## SOURCE DOCUMENT:
* begin *

For instance, if the system is heated above the fixed temperature, ice disappears and if the pressure is raised, vapor is condensed. If this same system of water alone contains but two phases, for instance, liquid and vapor, F = 1 + 2 − 2 = 1, or there is one degree of freedom. In such a system, one physical condition such as temperature can be varied independently, but only one, without destroying a phase. For instance, the temperature may be raised or lowered, but for every value of temperature there is a corresponding value for the vapor-pressure. One is a function of the other. If both values are varied independently, one phase will disappear, either vapor condensing entirely to water or the reverse. Finally if the system consists of one phase only, as water vapor, F = 2, or the system is divariant, which means that at any given temperature it is possible for vapor to exist at varying pressures.
The illustration which has been given relates to physical equilibrium, but the rule is applicable to cases involving chemical changes as well. In comparing the phase-rule with the law of mass action, it will be noticed that both have to do with equilibrium. The great advantage of the former is that it is entirely independent of the molecular condition of the substances in the different phases. For instance, it makes no difference so far as the application of the rule is concerned, whether a substance in solution is dissociated, undissociated or combined with the solvent. In any case, the solution constitutes one phase. On the other hand, the rule is purely qualitative, giving information only as to whether a given change in conditions is possible. The law of mass action is a quantitative expression so that when the value of the constant is once known, the change can be calculated which takes place in the entire system if the concentration of one substance is varied. The law, however, requires a knowledge of the molecular condition of the reacting substances, which may be uncertain or unknown, and chiefly on this account it has, like the phase-rule, often only a qualitative significance.
The phase rule has served as a most valuable means of classifying systems in equilibrium and as a guide in determining the possible conditions under which such systems can exist. As illustrations of its practical application, van’t Hoff used it as an underlying principle in his investigations on the conditions under which salt deposits have been formed in nature, and Rooseboom was able by its means to explain the very complicated relations existing in the alloys of iron and carbon which form the various grades of wrought iron, steel and cast iron.
Thermochemistry.—This branch of chemistry has to do with heat evolved or absorbed in chemical reactions. It is important chiefly because in many cases it furnishes the only measure we have of the energy changes involved in reactions. To a great extent, it dates from the discovery by Hess in 1840 of a fundamental law which states that the heat evolved in a reaction is the same whether it takes place in one or in several stages. This law has made it possible to calculate the heat values of a large number of reactions which cannot be determined by direct experiment.

* end *

## DATASET EXTRACT:
* begin *

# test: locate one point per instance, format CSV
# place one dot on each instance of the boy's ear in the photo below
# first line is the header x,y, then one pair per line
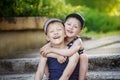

* end *

## TASK 1:
In the chemistry text, what did Hess discover in 1840?
## TASK 2:
Why, according to the chemistry text, does the law of mass action often have only a qualitative significance? Answer in one to three sentences.
## TASK 3:
Carry on the chemistry text from its final sentence.

## EXERCISE ANSWER 1:
A law stating that the heat evolved in a reaction is the same whether the reaction takes place in one stage or in several.

## EXERCISE ANSWER 2:
The law of mass action requires knowing the molecular condition of the reacting substances. That condition may be uncertain or unknown, so the law often ends up, like the phase-rule, with only qualitative significance.

## EXERCISE ANSWER 3:
Thermochemistry has been developed by a comparatively few men who have contributed a surprisingly large number of results. Favre and Silbermann, beginning shortly after 1850, improved the apparatus for calorimetric determinations, which is called the calorimeter, and published many results. At about the same time Julius Thomsen, and in 1873 Berthelot, began their remarkable series of publications which continued until recently. Thomsen’s investigations were published in 1882 in 4 volumes. It is probably safe to say that the greater part of the data of thermochemistry was obtained by these two investigators. The bomb calorimeter, an apparatus for determining heat values by direct combustion, was developed by Berthelot. The recent work of Mixter at Yale, published in the Journal, and of Richards at Harvard should be mentioned particularly. Mixter’s work in this field began in 1901 (12, 347). Using an improved bomb calorimeter, he has developed a method of determining the heats of formation of oxides by combustion with sodium peroxide. By this same method as well as by direct combustion in oxygen, he has obtained results which appear to equal or excel in accuracy any which have ever been obtained in his field of work. Richards’s work has consisted largely of improvements in apparatus. He developed the so-called adiabatic calorimeter which practically eliminates one of the chief errors in thermal work caused by the heating or cooling effect of the surroundings. This modification is being generally adopted where extremely accurate work is required.
Organic Chemistry.
One hundred years ago qualitative tests for a few organic compounds were known, the elements usually occurring in them were recognized, and some of them had been analyzed quantitatively, but organic chemistry was far less advanced than inorganic, and almost the whole of its enormous development has taken place during our period.
Berzelius made a great advance in the subject by establishing the fact, which had been doubted previously, that the elements in organic compounds are combined in constant, definite proportions. In 1823 Liebig brought to light the exceedingly important fact of isomerism by showing that silver fulminate had the same percentage composition as silver cyanate, a compound of very different properties. Isomeric compounds with identical molecular weight as well as the same composition have since been found in very many cases, and they have played a most important part in determining the arrangements of atoms in molecules. They have been found to be very numerous in many cases. For instance, three pentanes with the formula C5H12are known, all that are possible according to theory, and in each case the structure of the molecule has been established. On theoretical grounds it has been calculated that 802 isomeric compounds with the formula C13H28 are possible, while with more complex formulas the numbers of isomers may be very much greater.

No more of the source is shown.